PROBLEM STATEMENT
Leave out the pictures and copy everything else below exactly.

DATASET ENTRIES
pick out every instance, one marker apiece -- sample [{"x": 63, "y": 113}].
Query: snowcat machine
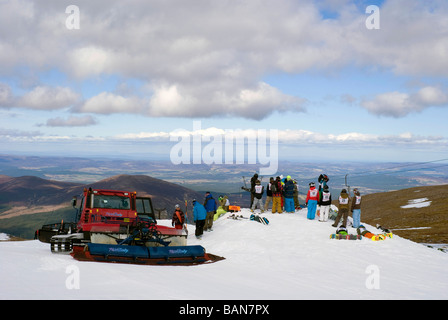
[{"x": 119, "y": 226}]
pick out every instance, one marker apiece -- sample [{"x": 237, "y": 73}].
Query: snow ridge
[{"x": 291, "y": 258}]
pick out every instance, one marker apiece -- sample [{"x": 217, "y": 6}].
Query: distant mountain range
[{"x": 30, "y": 198}]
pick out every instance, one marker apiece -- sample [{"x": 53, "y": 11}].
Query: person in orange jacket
[
  {"x": 178, "y": 218},
  {"x": 312, "y": 198}
]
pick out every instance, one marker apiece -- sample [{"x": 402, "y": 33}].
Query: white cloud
[
  {"x": 71, "y": 121},
  {"x": 398, "y": 104},
  {"x": 39, "y": 98},
  {"x": 108, "y": 103},
  {"x": 209, "y": 58}
]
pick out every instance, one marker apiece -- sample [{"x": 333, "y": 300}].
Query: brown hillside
[
  {"x": 32, "y": 195},
  {"x": 426, "y": 225}
]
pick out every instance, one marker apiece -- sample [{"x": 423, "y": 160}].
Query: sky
[{"x": 331, "y": 79}]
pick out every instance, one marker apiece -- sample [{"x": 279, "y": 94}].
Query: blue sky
[{"x": 132, "y": 74}]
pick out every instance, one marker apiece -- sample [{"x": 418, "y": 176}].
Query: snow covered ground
[{"x": 291, "y": 258}]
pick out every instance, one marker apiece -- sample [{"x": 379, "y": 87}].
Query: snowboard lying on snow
[
  {"x": 345, "y": 236},
  {"x": 253, "y": 217}
]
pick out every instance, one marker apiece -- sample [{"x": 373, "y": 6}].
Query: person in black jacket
[
  {"x": 288, "y": 192},
  {"x": 325, "y": 203},
  {"x": 269, "y": 193},
  {"x": 258, "y": 194}
]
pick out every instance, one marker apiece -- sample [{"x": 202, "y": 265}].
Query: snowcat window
[
  {"x": 144, "y": 208},
  {"x": 112, "y": 202}
]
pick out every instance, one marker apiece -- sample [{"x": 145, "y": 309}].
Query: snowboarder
[
  {"x": 288, "y": 192},
  {"x": 342, "y": 230},
  {"x": 252, "y": 187},
  {"x": 199, "y": 215},
  {"x": 312, "y": 198},
  {"x": 323, "y": 180},
  {"x": 178, "y": 218},
  {"x": 343, "y": 205},
  {"x": 325, "y": 203},
  {"x": 356, "y": 208},
  {"x": 269, "y": 193},
  {"x": 296, "y": 195},
  {"x": 258, "y": 194},
  {"x": 210, "y": 207},
  {"x": 277, "y": 196}
]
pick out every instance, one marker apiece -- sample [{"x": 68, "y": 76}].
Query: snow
[
  {"x": 417, "y": 203},
  {"x": 291, "y": 258},
  {"x": 4, "y": 236}
]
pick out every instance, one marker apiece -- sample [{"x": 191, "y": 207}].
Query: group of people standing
[{"x": 284, "y": 195}]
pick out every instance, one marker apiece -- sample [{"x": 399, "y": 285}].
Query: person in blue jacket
[
  {"x": 288, "y": 193},
  {"x": 199, "y": 215},
  {"x": 210, "y": 207}
]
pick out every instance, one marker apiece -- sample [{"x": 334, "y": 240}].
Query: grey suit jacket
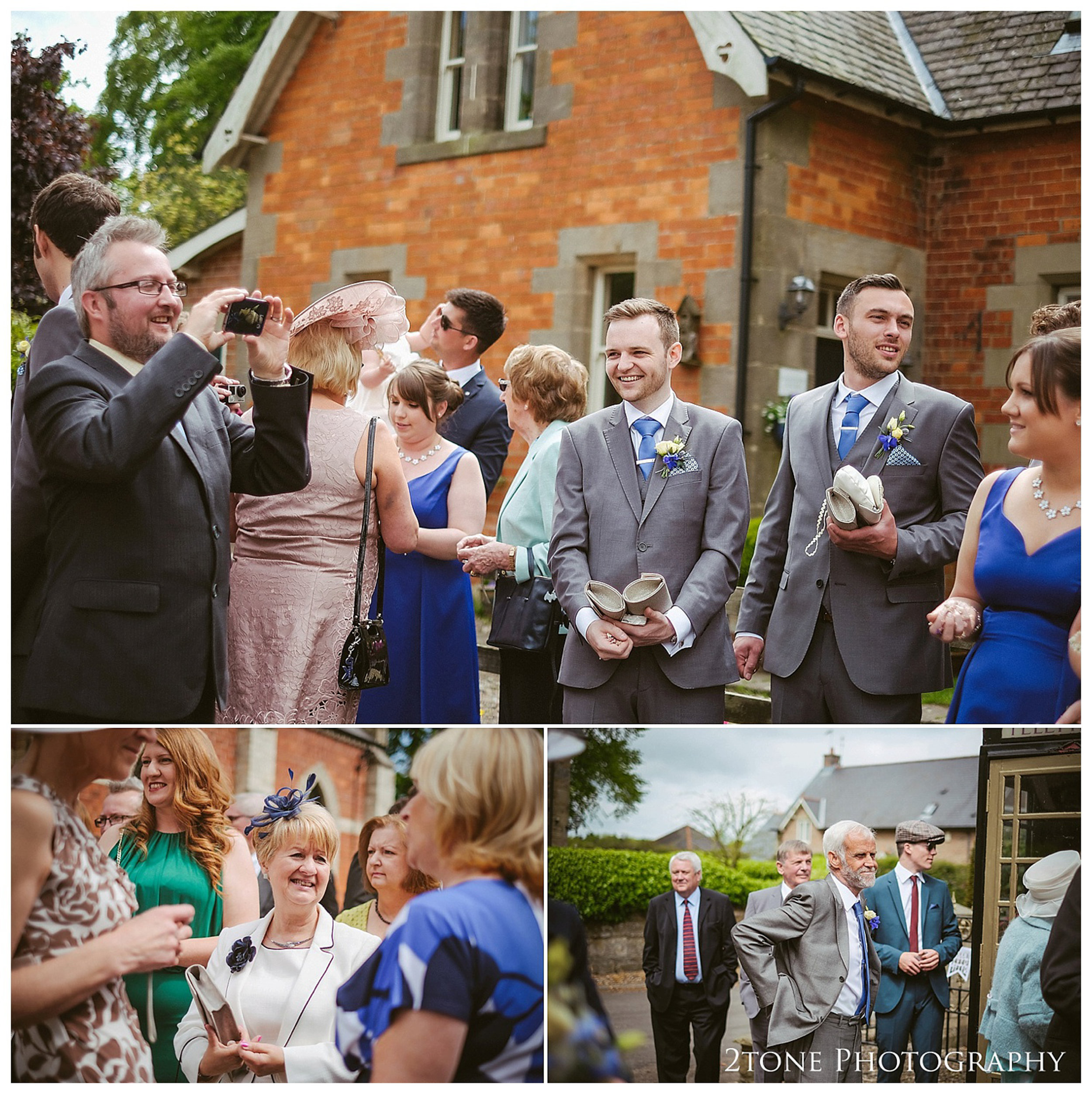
[
  {"x": 879, "y": 610},
  {"x": 59, "y": 335},
  {"x": 691, "y": 529},
  {"x": 797, "y": 956},
  {"x": 759, "y": 902},
  {"x": 137, "y": 473}
]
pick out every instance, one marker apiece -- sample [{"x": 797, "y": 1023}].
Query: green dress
[{"x": 169, "y": 876}]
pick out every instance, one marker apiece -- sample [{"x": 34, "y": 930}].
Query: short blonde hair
[
  {"x": 552, "y": 383},
  {"x": 487, "y": 788},
  {"x": 323, "y": 352},
  {"x": 417, "y": 881},
  {"x": 312, "y": 826}
]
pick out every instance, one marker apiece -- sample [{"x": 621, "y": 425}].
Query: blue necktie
[
  {"x": 864, "y": 1009},
  {"x": 855, "y": 404},
  {"x": 646, "y": 453}
]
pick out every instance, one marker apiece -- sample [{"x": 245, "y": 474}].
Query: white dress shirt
[
  {"x": 695, "y": 900},
  {"x": 684, "y": 629},
  {"x": 906, "y": 892},
  {"x": 850, "y": 998},
  {"x": 874, "y": 393}
]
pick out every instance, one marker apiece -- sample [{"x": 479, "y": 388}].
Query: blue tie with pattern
[
  {"x": 864, "y": 1009},
  {"x": 855, "y": 404},
  {"x": 646, "y": 453}
]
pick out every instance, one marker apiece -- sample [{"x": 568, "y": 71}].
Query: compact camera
[{"x": 246, "y": 317}]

SOLUTION TO THIS TASK
pick out every instance, one marker apiece -- sample [{"x": 63, "y": 113}].
Query: snowcat machine
[{"x": 119, "y": 226}]
pick out every instance, one marker apiece -- sample [{"x": 237, "y": 73}].
Query: snow ridge
[{"x": 291, "y": 258}]
pick out every instance, one marker apiece -- sample [{"x": 217, "y": 6}].
Query: distant mountain range
[{"x": 30, "y": 198}]
pick out every instance, one marker apiece -- sample [{"x": 53, "y": 11}].
Query: person in orange jacket
[
  {"x": 178, "y": 218},
  {"x": 312, "y": 198}
]
pick out every instance, one marker apiece -- sample [{"x": 402, "y": 33}].
Query: white cloud
[
  {"x": 71, "y": 121},
  {"x": 398, "y": 104},
  {"x": 39, "y": 98},
  {"x": 108, "y": 103},
  {"x": 209, "y": 58}
]
pick out every instance, one marker apiece -- sample [{"x": 333, "y": 300}].
Query: brown hillside
[
  {"x": 32, "y": 195},
  {"x": 426, "y": 225}
]
pick out every instance, one marker apiece -- sample [{"x": 423, "y": 160}].
Query: sky
[{"x": 331, "y": 79}]
pick out every instance, one marker apiece -- sample [{"x": 279, "y": 94}].
Query: blue sky
[{"x": 132, "y": 74}]
pick out every instance, one marker apiece -- sample [{"x": 418, "y": 176}].
Query: snow covered ground
[{"x": 291, "y": 258}]
pick out every instance, one marker apiece -- sample [{"x": 379, "y": 87}].
Query: snowboard lying on snow
[
  {"x": 345, "y": 236},
  {"x": 253, "y": 217}
]
pick out every instance, one marker apiece -- sample [{"x": 373, "y": 6}].
Query: person in black jacket
[
  {"x": 288, "y": 192},
  {"x": 325, "y": 203},
  {"x": 269, "y": 193},
  {"x": 258, "y": 194}
]
pick out every instance, one marker apiece -- sample [{"x": 202, "y": 265}].
Query: snowcat window
[
  {"x": 144, "y": 208},
  {"x": 112, "y": 202}
]
pick out every instance, one marker apiece -- sample [{"x": 145, "y": 309}].
Query: snowboarder
[
  {"x": 288, "y": 192},
  {"x": 342, "y": 230},
  {"x": 252, "y": 187},
  {"x": 199, "y": 215},
  {"x": 312, "y": 198},
  {"x": 323, "y": 180},
  {"x": 178, "y": 218},
  {"x": 343, "y": 205},
  {"x": 325, "y": 203},
  {"x": 356, "y": 208},
  {"x": 269, "y": 193},
  {"x": 296, "y": 195},
  {"x": 258, "y": 194},
  {"x": 210, "y": 207},
  {"x": 277, "y": 196}
]
pick out every instance, one marker apiece -- sample [{"x": 68, "y": 76}].
Query: snow
[
  {"x": 417, "y": 203},
  {"x": 291, "y": 258},
  {"x": 4, "y": 236}
]
pick out every instance, one marker apiece -- sample [{"x": 191, "y": 207}].
Query: group of people standing
[{"x": 284, "y": 195}]
pick out every instance, one marker apiece -- sample [{"x": 399, "y": 285}].
Query: person in blue jacket
[
  {"x": 288, "y": 193},
  {"x": 199, "y": 215},
  {"x": 210, "y": 207}
]
pick out every instance, one marker apiece -- sample [{"x": 334, "y": 240}].
Query: grey suit jacket
[
  {"x": 879, "y": 610},
  {"x": 59, "y": 335},
  {"x": 691, "y": 529},
  {"x": 797, "y": 956},
  {"x": 759, "y": 902},
  {"x": 137, "y": 473}
]
pick out every instance, one marker apiece -- sample [{"x": 797, "y": 1023}].
Query: green dress
[{"x": 169, "y": 876}]
pick out every instance, one marker apiece -- sample [{"x": 34, "y": 930}].
Query: short blonde hair
[
  {"x": 552, "y": 383},
  {"x": 487, "y": 788},
  {"x": 323, "y": 352},
  {"x": 417, "y": 881},
  {"x": 312, "y": 826}
]
pick out every instance, one marker apiece -- sample [{"x": 621, "y": 425}].
Query: blue necktie
[
  {"x": 864, "y": 1009},
  {"x": 855, "y": 404},
  {"x": 646, "y": 453}
]
pick out every instance, one marker apiece -- sample [{"x": 245, "y": 474}].
Query: white dress shirt
[
  {"x": 695, "y": 900},
  {"x": 684, "y": 629},
  {"x": 906, "y": 892},
  {"x": 850, "y": 998},
  {"x": 874, "y": 393}
]
pick out every instance, one marker apiece -- sample [{"x": 479, "y": 388}].
Query: blue tie with pattern
[
  {"x": 864, "y": 1009},
  {"x": 855, "y": 404},
  {"x": 646, "y": 453}
]
pick out every instance, one marker apiece -- sample [{"x": 568, "y": 71}].
Query: compact camera
[{"x": 246, "y": 317}]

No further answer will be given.